§ **Work order**
List all lines of the data that include the string "storeys".

Records supplied Start Marker

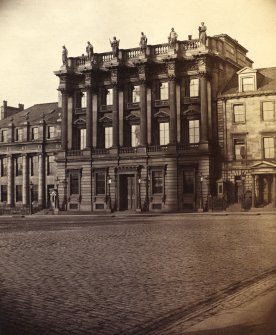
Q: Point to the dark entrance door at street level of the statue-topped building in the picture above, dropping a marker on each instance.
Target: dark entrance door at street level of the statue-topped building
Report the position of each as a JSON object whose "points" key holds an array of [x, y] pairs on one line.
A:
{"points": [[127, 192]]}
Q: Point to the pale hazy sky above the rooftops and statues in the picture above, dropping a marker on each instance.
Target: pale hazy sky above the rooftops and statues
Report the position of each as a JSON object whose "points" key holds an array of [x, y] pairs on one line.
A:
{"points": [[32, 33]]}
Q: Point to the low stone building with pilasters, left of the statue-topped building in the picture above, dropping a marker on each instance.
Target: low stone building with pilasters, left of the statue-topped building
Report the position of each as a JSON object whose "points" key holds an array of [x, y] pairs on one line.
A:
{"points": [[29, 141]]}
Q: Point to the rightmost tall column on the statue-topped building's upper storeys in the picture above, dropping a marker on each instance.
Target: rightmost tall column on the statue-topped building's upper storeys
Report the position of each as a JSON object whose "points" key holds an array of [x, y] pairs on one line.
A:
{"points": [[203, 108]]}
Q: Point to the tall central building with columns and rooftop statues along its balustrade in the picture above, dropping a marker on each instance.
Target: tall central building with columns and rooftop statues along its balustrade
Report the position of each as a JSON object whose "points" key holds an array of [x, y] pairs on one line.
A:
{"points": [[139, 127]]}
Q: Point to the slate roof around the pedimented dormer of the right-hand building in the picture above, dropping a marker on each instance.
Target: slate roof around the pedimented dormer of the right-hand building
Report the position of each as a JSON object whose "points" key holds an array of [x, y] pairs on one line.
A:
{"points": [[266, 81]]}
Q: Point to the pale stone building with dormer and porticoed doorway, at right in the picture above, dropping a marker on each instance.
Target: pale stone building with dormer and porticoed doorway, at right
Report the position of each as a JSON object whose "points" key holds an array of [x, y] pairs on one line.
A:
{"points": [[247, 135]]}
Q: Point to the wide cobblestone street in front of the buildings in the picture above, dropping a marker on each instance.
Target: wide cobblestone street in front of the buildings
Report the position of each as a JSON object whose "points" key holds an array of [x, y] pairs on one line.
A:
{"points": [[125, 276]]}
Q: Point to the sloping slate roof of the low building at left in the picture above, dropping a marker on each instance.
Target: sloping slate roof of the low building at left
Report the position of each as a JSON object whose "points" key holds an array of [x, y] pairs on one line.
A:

Records supplied End Marker
Records supplied Start Marker

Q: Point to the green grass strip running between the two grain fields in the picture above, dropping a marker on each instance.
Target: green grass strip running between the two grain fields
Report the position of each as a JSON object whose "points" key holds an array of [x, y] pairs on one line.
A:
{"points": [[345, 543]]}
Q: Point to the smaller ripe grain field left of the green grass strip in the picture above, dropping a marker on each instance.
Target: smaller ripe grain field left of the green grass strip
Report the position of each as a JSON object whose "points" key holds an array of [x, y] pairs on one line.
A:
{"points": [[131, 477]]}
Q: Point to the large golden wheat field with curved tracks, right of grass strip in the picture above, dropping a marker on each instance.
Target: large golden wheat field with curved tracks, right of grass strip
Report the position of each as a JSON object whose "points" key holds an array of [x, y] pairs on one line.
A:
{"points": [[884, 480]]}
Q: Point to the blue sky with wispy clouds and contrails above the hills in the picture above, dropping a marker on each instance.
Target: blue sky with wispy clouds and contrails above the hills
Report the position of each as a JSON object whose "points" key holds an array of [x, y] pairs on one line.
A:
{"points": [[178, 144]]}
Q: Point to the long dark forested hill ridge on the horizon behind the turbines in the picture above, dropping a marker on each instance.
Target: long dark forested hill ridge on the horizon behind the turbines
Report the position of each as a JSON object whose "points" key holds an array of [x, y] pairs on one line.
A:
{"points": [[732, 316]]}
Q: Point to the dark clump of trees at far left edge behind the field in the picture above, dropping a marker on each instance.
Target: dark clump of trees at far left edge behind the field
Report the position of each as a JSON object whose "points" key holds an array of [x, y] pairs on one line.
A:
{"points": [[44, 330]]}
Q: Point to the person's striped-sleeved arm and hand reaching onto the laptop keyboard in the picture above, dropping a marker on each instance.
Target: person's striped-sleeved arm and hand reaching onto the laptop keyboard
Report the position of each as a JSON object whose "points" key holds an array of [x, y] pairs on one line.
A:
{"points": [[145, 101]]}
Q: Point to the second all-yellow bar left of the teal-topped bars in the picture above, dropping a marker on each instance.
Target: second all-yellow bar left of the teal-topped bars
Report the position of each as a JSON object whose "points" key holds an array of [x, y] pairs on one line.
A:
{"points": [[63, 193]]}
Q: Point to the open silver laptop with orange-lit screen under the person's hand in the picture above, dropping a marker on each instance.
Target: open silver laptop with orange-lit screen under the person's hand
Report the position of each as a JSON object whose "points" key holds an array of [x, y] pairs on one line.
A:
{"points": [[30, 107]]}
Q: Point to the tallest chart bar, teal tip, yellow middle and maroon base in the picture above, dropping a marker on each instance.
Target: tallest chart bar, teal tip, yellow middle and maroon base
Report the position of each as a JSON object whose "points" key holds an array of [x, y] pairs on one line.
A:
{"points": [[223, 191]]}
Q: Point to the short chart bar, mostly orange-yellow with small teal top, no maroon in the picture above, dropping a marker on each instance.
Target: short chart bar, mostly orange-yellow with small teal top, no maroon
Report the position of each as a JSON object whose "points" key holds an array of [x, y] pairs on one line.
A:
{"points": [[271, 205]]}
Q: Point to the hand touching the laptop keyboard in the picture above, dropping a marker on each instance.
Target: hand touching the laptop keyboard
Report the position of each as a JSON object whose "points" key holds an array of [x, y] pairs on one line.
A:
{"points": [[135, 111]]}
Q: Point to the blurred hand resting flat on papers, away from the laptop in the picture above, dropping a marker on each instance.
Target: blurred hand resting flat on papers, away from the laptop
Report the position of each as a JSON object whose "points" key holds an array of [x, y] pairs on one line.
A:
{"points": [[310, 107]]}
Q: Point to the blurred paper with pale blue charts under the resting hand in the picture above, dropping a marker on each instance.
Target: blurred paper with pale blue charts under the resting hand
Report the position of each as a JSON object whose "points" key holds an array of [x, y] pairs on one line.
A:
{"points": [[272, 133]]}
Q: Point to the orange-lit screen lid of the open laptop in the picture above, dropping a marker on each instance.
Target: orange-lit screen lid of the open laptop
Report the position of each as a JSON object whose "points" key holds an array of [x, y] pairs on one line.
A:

Records supplied End Marker
Records supplied Start Marker

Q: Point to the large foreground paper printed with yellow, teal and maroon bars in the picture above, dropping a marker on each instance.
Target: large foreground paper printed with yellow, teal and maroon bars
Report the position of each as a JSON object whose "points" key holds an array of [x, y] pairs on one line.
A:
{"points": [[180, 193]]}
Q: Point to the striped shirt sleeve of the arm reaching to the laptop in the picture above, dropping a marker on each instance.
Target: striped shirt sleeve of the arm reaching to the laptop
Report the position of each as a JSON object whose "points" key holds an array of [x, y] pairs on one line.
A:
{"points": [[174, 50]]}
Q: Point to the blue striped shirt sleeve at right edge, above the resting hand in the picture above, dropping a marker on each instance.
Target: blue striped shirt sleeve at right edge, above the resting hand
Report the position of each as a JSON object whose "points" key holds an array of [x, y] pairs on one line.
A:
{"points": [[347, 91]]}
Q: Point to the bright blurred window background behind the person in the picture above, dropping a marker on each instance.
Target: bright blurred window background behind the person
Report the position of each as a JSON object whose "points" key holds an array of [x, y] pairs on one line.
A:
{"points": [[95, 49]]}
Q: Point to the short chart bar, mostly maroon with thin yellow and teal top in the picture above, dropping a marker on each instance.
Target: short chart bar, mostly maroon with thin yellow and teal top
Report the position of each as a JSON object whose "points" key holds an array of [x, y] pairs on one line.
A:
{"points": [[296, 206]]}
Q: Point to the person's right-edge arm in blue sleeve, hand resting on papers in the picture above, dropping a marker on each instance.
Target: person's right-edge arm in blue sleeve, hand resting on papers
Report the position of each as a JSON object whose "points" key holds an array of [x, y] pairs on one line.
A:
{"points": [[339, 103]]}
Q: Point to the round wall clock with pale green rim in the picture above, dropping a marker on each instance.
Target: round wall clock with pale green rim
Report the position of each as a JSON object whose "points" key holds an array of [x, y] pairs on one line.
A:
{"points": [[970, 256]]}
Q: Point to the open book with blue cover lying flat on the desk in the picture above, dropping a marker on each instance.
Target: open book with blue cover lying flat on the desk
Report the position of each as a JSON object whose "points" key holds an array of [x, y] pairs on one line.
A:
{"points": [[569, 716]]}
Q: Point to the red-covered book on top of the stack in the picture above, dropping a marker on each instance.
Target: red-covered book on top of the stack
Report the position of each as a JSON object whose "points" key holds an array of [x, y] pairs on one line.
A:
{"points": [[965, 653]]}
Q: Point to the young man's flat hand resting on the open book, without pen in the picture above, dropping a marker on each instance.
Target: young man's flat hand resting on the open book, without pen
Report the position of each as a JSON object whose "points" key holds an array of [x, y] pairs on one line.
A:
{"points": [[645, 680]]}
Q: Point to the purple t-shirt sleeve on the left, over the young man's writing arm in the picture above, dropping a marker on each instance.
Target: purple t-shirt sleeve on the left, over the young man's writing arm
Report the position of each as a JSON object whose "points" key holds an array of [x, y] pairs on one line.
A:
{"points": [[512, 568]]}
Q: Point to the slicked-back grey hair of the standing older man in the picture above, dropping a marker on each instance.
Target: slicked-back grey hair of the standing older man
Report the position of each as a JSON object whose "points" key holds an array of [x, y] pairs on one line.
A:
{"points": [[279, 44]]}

Records supplied End Marker

§ **Response for this exercise**
Q: Point to the rightmost tall column on the statue-topped building's upper storeys in the picture above, dropping a marker on each instance.
Target: rightmost tall column on the statue-topped building's upper storeys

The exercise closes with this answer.